ASSIGNED TASK 1: Write out the part of the photography passage starting at "- Narrative control: You" and ending at "the nervous system.", word for word.
ASSIGNED TASK 2: Extend the passage about photography for transgender people, picking up after its final sentence.

EXCERPTED PASSAGE:
=======
And honestly, she probably thinks she’s the photographer and I’m just her assistant.
Why Photography Matters for Trans People
Many transgender people are searching for a reflection. We want to see something in the world that tells us we exist, that we matter, and that we are beautiful. Society doesn’t always give us that. In fact, it often tries to take those moments away.
Photography gives that power back. Whether you’re capturing portraits of others or experimenting with self-portraiture, you are reclaiming how you see and are seen. You are giving yourself permission to be the author of your own narrative.
Photography offers:
- Affirmation through creativity: When you create, you validate your experience.
- Narrative control: You choose what to highlight, what to blur, what to frame.
- A grounding practice: Photography pulls you into the present moment.
- Sensory mindfulness: The textures, sights, sounds, and even stillness around you help calm the nervous system.
- Judgment-free joy: You don’t need to be an expert to enjoy capturing what makes you feel alive.
Finding Your Eye: No Experience Required
You don’t need expensive gear to start taking photographs. I began with an old Polaroid camera that taught me how fleeting and valuable a single moment can be. It didn’t matter if the picture was blurry. What mattered was the memory it captured and the feeling it sparked.
If you want to start, try something simple:
- Photograph your morning routine.
- Capture how sunlight hits your bedroom wall.
- Take a photo of your reflection in something unexpected, like a puddle or a window.
Eventually, you’ll start to notice patterns. Maybe you are drawn to certain colors or textures. Maybe you’re fascinated by movement, contrast, or empty spaces. This is how your photographic voice begins to take shape. This is where you meet yourself.
Nature, Cities, and the Space Between
Some days, I need the hum and rhythm of a city. The sounds of traffic, music from open windows, and snippets of conversation. Other days, I need a quiet forest preserve, the scent of damp earth, and the hush that comes when you’re truly alone in nature.
Each place offers something different. Cities teach me to be quick, to look for fleeting expressions and reflections in storefronts. Nature teaches me patience and presence. It invites me to slow down and observe the way light changes through leaves or how still the world becomes just before a storm.
=======
EXTRACTED DATA:

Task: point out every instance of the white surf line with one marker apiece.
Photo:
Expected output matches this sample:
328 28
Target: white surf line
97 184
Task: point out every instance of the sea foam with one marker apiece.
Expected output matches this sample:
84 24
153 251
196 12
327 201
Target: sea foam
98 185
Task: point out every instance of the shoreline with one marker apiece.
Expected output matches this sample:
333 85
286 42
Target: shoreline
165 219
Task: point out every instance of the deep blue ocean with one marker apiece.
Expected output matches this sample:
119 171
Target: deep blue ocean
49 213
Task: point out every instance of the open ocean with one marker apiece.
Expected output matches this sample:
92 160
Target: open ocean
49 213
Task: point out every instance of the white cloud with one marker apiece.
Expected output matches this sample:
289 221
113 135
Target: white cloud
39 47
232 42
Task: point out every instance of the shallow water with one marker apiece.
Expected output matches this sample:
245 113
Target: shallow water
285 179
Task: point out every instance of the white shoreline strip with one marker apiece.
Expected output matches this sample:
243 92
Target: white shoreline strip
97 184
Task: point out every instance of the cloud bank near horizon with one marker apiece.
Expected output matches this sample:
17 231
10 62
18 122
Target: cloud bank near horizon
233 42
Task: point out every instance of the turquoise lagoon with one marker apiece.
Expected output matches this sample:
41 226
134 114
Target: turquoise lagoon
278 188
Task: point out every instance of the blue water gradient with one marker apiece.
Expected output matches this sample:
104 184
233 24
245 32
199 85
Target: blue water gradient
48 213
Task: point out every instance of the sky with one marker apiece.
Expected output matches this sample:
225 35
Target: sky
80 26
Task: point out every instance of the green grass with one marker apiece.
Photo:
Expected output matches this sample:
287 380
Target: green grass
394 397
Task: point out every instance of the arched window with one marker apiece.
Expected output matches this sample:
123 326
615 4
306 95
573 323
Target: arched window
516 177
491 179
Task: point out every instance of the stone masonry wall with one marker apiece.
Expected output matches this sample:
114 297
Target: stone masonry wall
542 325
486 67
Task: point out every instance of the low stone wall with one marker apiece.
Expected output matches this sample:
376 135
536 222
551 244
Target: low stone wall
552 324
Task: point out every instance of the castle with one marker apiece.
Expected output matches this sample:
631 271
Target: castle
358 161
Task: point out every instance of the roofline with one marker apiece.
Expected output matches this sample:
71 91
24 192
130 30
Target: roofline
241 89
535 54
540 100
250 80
=======
REPLY 1:
- Narrative control: You choose what to highlight, what to blur, what to frame.
- A grounding practice: Photography pulls you into the present moment.
- Sensory mindfulness: The textures, sights, sounds, and even stillness around you help calm the nervous system.

REPLY 2:
No matter where you live, beauty exists. Whether it’s a brick wall covered in ivy, a crack in the sidewalk where weeds bloom defiantly, or a perfectly timed photo of your pet mid-sneeze, each image is a reminder that the world is rich with things worth noticing.
What I Hope You Take With You
If you are transgender and searching for a way to reconnect with yourself, photography might be the key. You do not have to be a professional. You don’t need thousands of followers or curated feeds. All you need is curiosity, a camera or phone, and the willingness to explore.
The world can be a loud, unkind place. But behind the lens, you get to filter the noise. You get to notice joy, color, emotion, and light. You get to tell your story in images and sometimes, that is exactly the medicine we need.
Because every time you lift the camera and click the shutter, you are saying, “This moment matters. I matter. I am here.”
The Bottom Line
Yesterday, I stood in the middle of a crosswalk while the Pride Parade marched on in the distance. I snapped a picture of two older women in rainbow suspenders sharing a quiet kiss behind the chaos. The image wasn’t technically perfect, and I ended up deleting it, but it was real. And in that moment, I felt so deeply connected to everything around me.
Photography doesn’t just help us see the world.
Sometimes, it reminds us that we are still part of it.